Copy the entries below word for word, keeping every line in its original order and form.

*Extracted records*
»»

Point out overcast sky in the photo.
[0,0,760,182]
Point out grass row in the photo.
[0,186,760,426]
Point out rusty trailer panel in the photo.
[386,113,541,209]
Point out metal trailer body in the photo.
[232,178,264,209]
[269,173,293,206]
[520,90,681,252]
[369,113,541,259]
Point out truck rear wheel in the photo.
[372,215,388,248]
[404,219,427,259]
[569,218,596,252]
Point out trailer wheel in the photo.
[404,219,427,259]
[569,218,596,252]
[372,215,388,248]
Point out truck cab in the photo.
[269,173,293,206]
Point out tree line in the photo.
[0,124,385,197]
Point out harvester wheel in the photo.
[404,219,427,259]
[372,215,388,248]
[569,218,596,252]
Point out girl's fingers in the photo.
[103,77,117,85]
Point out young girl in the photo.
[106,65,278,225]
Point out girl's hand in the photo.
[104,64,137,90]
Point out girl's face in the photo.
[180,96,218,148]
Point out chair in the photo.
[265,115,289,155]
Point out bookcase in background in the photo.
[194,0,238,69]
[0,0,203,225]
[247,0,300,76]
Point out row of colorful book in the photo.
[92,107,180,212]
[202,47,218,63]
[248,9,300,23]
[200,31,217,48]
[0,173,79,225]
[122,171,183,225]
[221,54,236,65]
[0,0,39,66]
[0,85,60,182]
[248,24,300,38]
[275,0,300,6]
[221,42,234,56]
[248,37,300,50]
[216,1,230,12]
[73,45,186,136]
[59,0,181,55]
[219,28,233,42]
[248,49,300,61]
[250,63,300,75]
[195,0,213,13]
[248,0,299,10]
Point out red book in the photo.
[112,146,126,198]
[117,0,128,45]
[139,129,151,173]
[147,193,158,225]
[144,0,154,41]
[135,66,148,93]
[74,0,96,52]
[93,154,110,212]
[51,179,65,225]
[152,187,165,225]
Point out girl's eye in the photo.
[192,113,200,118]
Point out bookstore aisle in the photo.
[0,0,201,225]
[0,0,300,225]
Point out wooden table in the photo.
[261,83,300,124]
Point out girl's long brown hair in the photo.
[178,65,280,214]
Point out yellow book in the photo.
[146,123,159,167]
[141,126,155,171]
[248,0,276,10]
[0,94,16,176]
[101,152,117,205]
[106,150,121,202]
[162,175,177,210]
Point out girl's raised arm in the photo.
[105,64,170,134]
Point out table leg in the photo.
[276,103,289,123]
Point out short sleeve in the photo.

««

*Full response*
Point out overcast sky in the photo.
[0,0,760,182]
Point out grass row in the photo.
[0,186,760,426]
Point out rusty trailer panel in the photo.
[386,113,541,209]
Point out metal trailer body in the photo.
[232,178,264,209]
[269,173,293,206]
[520,90,681,252]
[369,113,541,259]
Point out truck rear wheel in the photo.
[372,215,388,248]
[404,219,427,259]
[569,218,596,252]
Point out trailer wheel in the photo.
[404,219,427,259]
[569,218,596,252]
[372,215,388,248]
Point out truck cab in the photo.
[269,173,293,206]
Point out tree line in the photo.
[0,124,385,197]
Point out harvester wheel in the photo.
[404,219,427,259]
[372,215,388,248]
[569,218,596,252]
Point out girl's fingers in the photo.
[103,77,117,85]
Point out young girl in the photo.
[106,65,278,225]
Point out girl's hand in the photo.
[104,64,137,90]
Point out girl's face in the photo.
[180,96,218,148]
Point out chair in the photo.
[265,115,289,155]
Point out bookcase in background in the photo.
[194,0,238,69]
[0,0,203,225]
[247,0,300,76]
Point out row of colorful book in the photo.
[92,107,180,212]
[202,47,218,63]
[248,9,300,23]
[200,31,217,48]
[0,173,79,225]
[122,171,183,225]
[221,54,236,65]
[0,0,39,66]
[0,85,60,182]
[248,24,300,38]
[275,0,300,6]
[221,42,234,56]
[248,37,300,50]
[216,1,230,12]
[73,45,186,136]
[59,0,181,55]
[219,28,233,42]
[248,49,300,61]
[250,63,300,75]
[195,0,213,13]
[248,0,299,10]
Point out red book in the photo.
[112,146,126,198]
[117,0,128,45]
[139,129,151,173]
[147,193,158,225]
[144,0,154,41]
[135,66,148,93]
[74,0,96,52]
[93,154,110,212]
[51,179,65,225]
[152,187,165,225]
Point out girl's eye in the photo.
[192,113,200,118]
Point out bookstore aisle in the photo.
[0,0,201,225]
[0,0,300,225]
Point out wooden table in the photo.
[261,83,300,124]
Point out girl's long brown hair in the photo.
[178,65,280,214]
Point out yellow book in the photo.
[146,123,159,167]
[141,126,155,171]
[248,0,276,10]
[0,94,16,176]
[101,152,117,205]
[106,150,121,202]
[162,175,177,210]
Point out girl's raised arm in the photo.
[105,64,170,134]
Point out table leg in the photo.
[276,103,289,123]
Point out short sleeve in the photo.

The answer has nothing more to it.